[Region pointing data]
-.-.-
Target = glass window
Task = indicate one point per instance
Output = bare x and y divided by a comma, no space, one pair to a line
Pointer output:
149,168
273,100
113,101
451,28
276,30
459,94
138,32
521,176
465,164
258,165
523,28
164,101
-.-.-
**TASK**
Once you have read the data, reproduce all of it exactly.

**ANSWER TO THIS EXERCISE**
Target = glass window
Task = indicate one point per instance
Output = bare x and y divided by a comma, no space, one pair to a line
Pointer output:
149,168
273,100
113,101
451,28
276,30
459,94
138,32
521,176
465,164
258,165
523,28
164,101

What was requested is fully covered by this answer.